Well, here’s one: New data emerging consistently for decades show that premarital sexual activity seems to be associated with a significant elevated risk of divorce. And, as nearly all people enter marriage desiring it last, this is not a small consideration for teens and young adults.

Let’s look at the handful of leading population-based studies exploring this question and what they find.

Kahn and London, 1991

Data from the National Survey of Family Growth indicate that “women who are sexually active prior to marriage faced considerably higher risk of marital disruption than women who were virgin brides.” These scholars explain that even when controlling for various differentials between virginal and non-virginal groups — such as socio-economics, family background as well as attitudinal and value differences — “non-virgins still face a much higher risk of divorce than virgins.”
1

Laumann, Gagnon, Michael and Michaels, 1994

The massive and highly respected National Health and Social Life Survey, conducted at the University of Chicago, was the first serious, fully reputable study of sexual behavior in America. It found a marked connection between premarital sex and elevated risk of divorce. The authors explain:

“For both genders, we find that virgins have dramatically more stable first marriages…”

***

§ **DIRECTIONS**:
1. Please retype the passage from the excerpt on premarital sex and divorce, starting at "Well, here’s one: New" and ending at "what they find.".
2. Translate this sentence from the excerpt on premarital sex and divorce into Spanish: "Let’s look at the handful of leading population-based studies exploring this question and what they find."

***

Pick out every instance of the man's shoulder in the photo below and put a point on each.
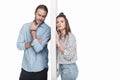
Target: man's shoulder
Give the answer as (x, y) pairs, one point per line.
(46, 26)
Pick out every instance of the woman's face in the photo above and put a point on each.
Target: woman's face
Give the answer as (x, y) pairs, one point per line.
(60, 23)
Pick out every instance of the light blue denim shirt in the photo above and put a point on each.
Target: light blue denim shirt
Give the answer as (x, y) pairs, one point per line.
(35, 58)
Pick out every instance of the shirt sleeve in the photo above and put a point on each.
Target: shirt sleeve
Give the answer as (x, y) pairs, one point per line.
(70, 48)
(21, 40)
(38, 46)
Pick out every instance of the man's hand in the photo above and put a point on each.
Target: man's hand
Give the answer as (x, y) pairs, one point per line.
(40, 39)
(28, 45)
(33, 26)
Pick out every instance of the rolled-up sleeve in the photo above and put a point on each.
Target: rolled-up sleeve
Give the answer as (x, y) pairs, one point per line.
(21, 40)
(38, 46)
(70, 49)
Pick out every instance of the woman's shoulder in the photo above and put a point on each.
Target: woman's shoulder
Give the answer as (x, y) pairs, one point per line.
(71, 36)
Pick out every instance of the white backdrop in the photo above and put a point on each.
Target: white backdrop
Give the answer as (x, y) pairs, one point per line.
(95, 23)
(13, 14)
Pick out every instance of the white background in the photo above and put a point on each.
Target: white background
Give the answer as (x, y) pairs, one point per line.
(95, 23)
(13, 14)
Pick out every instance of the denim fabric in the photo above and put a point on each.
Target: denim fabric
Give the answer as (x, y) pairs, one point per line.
(68, 71)
(35, 58)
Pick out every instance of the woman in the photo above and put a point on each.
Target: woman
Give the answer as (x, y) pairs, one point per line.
(66, 49)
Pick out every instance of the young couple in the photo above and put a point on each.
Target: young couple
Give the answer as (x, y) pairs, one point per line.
(33, 39)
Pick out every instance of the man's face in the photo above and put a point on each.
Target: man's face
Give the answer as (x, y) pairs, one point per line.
(40, 16)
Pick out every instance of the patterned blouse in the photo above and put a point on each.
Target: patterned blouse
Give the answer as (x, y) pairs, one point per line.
(70, 52)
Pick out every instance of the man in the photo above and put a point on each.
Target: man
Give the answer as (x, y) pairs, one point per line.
(33, 39)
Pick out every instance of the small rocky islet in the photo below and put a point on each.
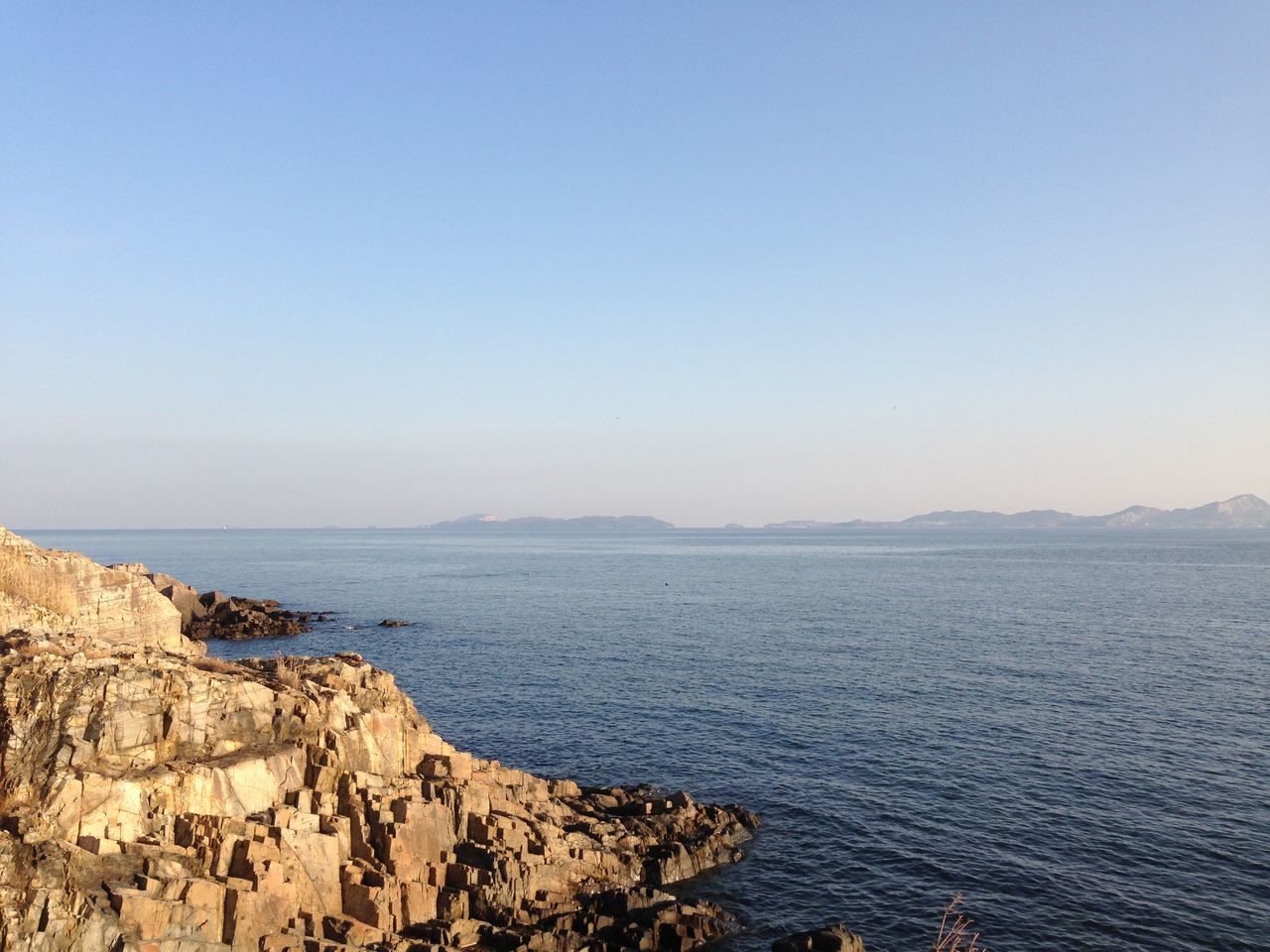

***

§ **COMPLETED EXERCISE**:
1.
Well, here’s one: New data emerging consistently for decades show that premarital sexual activity seems to be associated with a significant elevated risk of divorce. And, as nearly all people enter marriage desiring it last, this is not a small consideration for teens and young adults.

Let’s look at the handful of leading population-based studies exploring this question and what they find.

2. Veamos el puñado de estudios poblacionales más importantes que exploran esta cuestión y lo que encuentran.